Passage to read section start

FDA Defends Graphic Labels against Cigarette Companies’ Lawsuit

Responding to a lawsuit filed by five of the nation’s largest cigarette manufacturers, the U.S. Food and Drug Administration filed Friday to block any delay to new regulations requiring graphic warning labels on cigarette packages.

FDA building

The Food and Drug Administration building

The tobacco companies are suing the agency in U.S. District Court for the District of Columbia, claiming that the new labels cross the line from factual warnings to unconstitutionally compelled speech. The companies want a preliminary injunction postponing the date the new rules go into effect.

In its opposition brief (PDF), the Food and Drug Administration is pushing back against the companies’ claim that they would suffer “economic harm” by spending several million dollars to produce the new labels in the meantime. The new regulations are set to go into effect in September 2012.

Passage to read section end
Data extract section start

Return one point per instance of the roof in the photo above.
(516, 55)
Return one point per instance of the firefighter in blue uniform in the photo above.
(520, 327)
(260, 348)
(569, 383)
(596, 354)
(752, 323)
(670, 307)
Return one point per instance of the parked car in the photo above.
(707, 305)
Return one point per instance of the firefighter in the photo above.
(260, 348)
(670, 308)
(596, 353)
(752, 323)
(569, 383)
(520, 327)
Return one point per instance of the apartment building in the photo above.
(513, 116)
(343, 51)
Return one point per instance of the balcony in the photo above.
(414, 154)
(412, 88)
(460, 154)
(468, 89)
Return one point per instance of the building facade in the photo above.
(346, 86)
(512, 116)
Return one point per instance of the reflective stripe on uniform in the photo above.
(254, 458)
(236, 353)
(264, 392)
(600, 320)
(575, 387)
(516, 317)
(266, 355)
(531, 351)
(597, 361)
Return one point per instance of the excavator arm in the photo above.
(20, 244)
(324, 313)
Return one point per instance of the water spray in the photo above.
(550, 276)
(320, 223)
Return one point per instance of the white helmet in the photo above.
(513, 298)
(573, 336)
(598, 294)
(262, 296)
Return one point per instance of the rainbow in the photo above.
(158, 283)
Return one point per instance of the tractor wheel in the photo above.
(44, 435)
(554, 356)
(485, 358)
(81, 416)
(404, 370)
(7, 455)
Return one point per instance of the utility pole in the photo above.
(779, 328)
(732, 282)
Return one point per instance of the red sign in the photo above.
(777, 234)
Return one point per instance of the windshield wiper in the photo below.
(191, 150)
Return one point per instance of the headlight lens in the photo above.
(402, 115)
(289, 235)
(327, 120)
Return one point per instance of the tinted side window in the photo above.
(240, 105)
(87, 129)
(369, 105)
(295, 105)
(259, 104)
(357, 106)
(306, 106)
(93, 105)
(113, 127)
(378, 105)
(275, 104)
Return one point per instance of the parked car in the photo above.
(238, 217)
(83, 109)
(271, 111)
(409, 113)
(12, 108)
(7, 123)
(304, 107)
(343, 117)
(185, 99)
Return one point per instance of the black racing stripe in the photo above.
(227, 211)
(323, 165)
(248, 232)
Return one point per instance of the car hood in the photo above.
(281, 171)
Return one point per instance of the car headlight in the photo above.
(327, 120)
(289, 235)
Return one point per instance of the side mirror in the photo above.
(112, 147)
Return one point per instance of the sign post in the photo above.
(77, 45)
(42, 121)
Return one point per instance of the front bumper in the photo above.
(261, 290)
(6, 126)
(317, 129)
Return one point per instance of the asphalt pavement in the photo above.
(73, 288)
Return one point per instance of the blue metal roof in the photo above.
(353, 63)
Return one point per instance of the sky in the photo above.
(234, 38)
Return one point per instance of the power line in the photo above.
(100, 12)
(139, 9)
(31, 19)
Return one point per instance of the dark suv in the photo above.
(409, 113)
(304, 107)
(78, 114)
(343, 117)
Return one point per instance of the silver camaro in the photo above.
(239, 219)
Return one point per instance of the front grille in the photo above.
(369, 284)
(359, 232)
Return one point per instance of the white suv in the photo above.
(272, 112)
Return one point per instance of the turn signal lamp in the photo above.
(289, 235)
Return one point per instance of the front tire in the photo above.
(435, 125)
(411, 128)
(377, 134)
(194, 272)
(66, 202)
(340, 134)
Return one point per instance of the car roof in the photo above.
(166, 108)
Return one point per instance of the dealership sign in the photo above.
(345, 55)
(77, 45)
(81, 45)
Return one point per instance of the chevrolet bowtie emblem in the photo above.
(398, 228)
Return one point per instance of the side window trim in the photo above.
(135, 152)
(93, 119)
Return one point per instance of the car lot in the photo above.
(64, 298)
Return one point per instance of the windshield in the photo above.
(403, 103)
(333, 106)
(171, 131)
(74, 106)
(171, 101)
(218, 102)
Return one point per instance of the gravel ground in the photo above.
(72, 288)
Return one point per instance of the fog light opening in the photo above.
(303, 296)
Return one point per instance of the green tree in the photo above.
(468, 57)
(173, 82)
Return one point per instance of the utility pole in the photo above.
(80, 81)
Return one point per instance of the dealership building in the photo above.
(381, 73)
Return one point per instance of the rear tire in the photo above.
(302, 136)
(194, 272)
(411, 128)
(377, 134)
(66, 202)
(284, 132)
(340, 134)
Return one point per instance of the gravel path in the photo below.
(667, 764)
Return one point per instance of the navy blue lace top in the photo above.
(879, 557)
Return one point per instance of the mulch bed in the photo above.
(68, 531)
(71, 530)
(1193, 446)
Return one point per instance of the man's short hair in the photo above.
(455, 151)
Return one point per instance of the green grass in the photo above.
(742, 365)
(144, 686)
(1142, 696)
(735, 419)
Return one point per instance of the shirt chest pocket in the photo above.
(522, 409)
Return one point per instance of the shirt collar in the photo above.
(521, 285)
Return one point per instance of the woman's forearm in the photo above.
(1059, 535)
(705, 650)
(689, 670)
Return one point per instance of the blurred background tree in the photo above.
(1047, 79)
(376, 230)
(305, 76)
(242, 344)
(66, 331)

Data extract section end

• _Work task_: In the article on the FDA and graphic cigarette warning labels, what month and year are the new regulations set to take effect?

• _Response box_: September 2012